**Apply what you read:**
a: Answer these from the siriasis text:
(i) Which disease is listed first among those that many reputed cases really turn out to be?
(ii) Whom does the siriasis text cite for the claim that hyperpyrexial heat-stroke is confined to certain districts?
(iii) Above what altitude is hyperpyrexial heat-stroke never found?
b: Carry on the siriasis text, picking up right after its final sentence.

The geographical distribution of siriasis appears to be remarkably restricted. Although it is true that this type, or what passes for this type, of disease has been reported as occurring in many countries, on making careful examination it will be found that a large proportion of the reputed cases are really examples of other diseases, more especially of cerebro-spinal fever, apoplexy, tubercular meningitis, delirium tremens, pernicious malaria, or some other phase of acute disease, but not of true siriasis. According to Sambon, hyperpyrexial heat-stroke is rigidly confined to certain low-lying, sea-coast districts, and to the valleys of certain rivers. It is never found in high lands, nor above a relatively low altitude—600 feet.

**Information shown:**

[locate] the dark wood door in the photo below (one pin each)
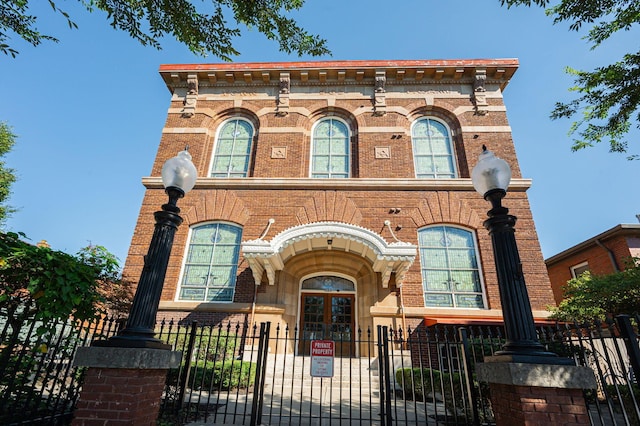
(327, 316)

**Responses by item number:**
a:
(i) Cerebro-spinal fever
(ii) Sambon
(iii) 600 feet

b:
It is unknown in Europe. The endemic areas are—in America, the east coast littoral of the United States, more especially in the great towns, the Mississippi valley, the coast of the Gulf of Mexico, the valleys of the Amazon and of the La Plata, and the South Atlantic coast; in Africa, the valley of the Nile, the coasts of the Red Sea, and a low-lying part of Algeria near Biskra; in Asia, Syria, the valleys of the Indus and Ganges, Lower Burma, Tonquin, and south-east China; in Australia, the Murray River district, the Queensland coast, and, possibly, the plains of Sydney. No doubt it occurs elsewhere in corresponding meteorological and telluric conditions; but many large areas in the tropical world, and especially so the interior of continents, are exempt from siriasis. It is not met with on the high seas, although it is well known on ships in the narrow, land-locked Red Sea and the Persian Gulf.